» **WHAT IS EXPECTED**: Transcribe every line below exactly; no image goes into the output.

+---+

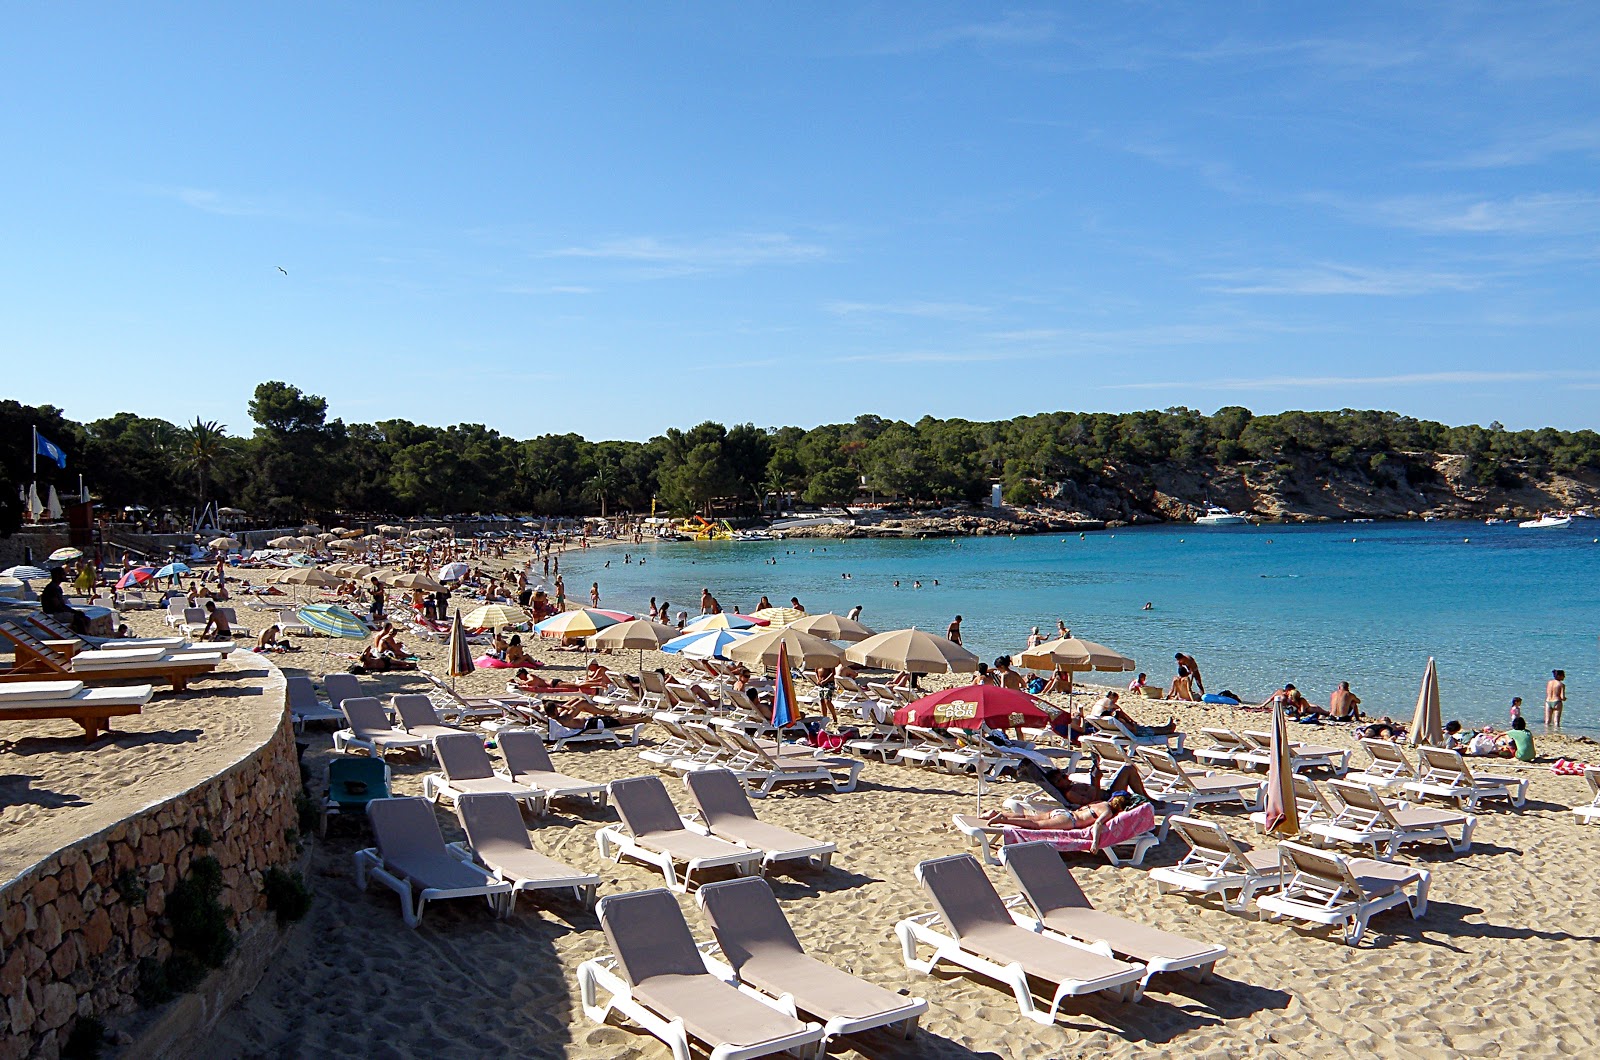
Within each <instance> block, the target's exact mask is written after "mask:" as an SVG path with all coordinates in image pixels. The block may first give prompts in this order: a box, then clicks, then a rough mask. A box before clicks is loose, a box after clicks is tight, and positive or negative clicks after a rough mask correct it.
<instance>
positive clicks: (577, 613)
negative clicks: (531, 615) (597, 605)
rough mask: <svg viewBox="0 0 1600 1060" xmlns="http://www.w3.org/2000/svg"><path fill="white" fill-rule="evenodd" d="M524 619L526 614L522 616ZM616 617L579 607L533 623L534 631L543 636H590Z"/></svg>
mask: <svg viewBox="0 0 1600 1060" xmlns="http://www.w3.org/2000/svg"><path fill="white" fill-rule="evenodd" d="M523 621H526V616H523ZM616 623H618V620H616V618H611V616H610V615H602V613H600V612H597V610H594V608H590V607H579V608H578V610H571V612H562V613H560V615H555V616H554V618H546V620H544V621H541V623H538V624H534V631H536V632H538V634H539V636H544V637H592V636H594V634H597V632H600V631H602V629H605V628H606V626H614V624H616Z"/></svg>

+---+

» **WRITTEN SOLUTION**:
Within each <instance> block, the target's exact mask is written after "mask:" as an SVG path with all coordinates in image pixels. The block may first give prompts in this order: a box, then clicks, then a rough mask. A box before clicks is loose, a box after clicks is tight, and positive or negative clicks after a rough mask correct it.
<instance>
positive clicks: (577, 613)
negative clicks: (531, 615) (597, 605)
rough mask: <svg viewBox="0 0 1600 1060" xmlns="http://www.w3.org/2000/svg"><path fill="white" fill-rule="evenodd" d="M524 619L526 614L522 616ZM616 617L579 607L533 623L534 631L543 636H590Z"/></svg>
mask: <svg viewBox="0 0 1600 1060" xmlns="http://www.w3.org/2000/svg"><path fill="white" fill-rule="evenodd" d="M523 621H526V616H523ZM616 623H618V620H616V618H611V616H610V615H602V613H600V612H597V610H594V608H590V607H579V608H578V610H571V612H562V613H560V615H555V616H554V618H546V620H544V621H541V623H538V624H534V631H536V632H538V634H539V636H544V637H592V636H594V634H597V632H600V631H602V629H605V628H606V626H614V624H616Z"/></svg>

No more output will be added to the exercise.